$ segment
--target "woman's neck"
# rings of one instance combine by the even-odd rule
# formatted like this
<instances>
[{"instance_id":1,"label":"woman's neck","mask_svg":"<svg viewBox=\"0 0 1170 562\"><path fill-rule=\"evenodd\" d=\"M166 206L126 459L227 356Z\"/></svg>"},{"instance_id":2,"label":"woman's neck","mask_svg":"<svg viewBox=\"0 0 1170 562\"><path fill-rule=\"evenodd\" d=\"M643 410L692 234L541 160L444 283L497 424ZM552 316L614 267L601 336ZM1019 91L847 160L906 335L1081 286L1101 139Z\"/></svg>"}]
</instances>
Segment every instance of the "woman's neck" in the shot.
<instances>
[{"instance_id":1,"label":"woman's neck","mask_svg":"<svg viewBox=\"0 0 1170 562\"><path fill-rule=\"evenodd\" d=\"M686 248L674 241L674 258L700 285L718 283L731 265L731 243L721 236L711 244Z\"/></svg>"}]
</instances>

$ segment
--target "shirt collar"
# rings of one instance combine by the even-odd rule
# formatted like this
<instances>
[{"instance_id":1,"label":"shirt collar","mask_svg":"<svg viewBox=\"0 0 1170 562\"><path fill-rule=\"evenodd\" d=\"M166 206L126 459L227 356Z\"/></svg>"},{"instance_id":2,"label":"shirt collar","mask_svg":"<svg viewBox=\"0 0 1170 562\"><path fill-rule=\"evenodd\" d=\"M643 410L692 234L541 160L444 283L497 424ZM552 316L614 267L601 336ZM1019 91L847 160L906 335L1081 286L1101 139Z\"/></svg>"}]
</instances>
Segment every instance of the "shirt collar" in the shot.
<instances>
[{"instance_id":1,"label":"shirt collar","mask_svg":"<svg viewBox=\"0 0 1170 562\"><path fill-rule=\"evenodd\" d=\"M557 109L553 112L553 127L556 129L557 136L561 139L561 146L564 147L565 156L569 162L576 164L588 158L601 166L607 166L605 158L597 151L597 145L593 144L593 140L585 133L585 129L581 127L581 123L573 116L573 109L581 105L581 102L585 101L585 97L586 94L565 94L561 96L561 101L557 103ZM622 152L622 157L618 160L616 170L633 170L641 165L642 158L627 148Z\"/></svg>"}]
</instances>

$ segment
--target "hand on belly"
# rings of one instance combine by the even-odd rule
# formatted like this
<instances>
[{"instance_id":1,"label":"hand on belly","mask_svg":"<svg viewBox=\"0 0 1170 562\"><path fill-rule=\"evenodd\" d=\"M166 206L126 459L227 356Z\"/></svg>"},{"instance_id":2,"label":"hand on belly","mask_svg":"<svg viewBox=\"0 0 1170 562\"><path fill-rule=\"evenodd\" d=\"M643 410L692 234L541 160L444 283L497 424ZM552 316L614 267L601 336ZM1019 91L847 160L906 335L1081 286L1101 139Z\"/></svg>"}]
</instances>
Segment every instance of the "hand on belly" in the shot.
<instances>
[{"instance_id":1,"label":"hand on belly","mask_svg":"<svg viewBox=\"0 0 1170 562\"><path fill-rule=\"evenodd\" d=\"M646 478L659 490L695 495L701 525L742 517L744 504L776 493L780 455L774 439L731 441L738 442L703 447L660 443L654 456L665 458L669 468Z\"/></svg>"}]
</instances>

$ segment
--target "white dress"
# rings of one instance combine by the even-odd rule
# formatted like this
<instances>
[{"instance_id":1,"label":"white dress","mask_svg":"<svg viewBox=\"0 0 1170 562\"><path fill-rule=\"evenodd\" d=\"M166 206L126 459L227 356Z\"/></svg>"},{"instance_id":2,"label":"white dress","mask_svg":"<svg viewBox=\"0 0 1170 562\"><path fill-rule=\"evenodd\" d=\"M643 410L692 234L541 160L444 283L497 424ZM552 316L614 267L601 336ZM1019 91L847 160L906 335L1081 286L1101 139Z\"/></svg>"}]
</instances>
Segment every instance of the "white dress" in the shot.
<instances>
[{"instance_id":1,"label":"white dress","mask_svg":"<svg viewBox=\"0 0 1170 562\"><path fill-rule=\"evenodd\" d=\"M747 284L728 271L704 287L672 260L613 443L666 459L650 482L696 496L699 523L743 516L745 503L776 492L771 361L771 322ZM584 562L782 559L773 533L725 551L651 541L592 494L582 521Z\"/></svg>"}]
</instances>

----

_Task requirements_
Find how many lines of the preceding data contain "target", and answer with that number only.

_Completed task_
4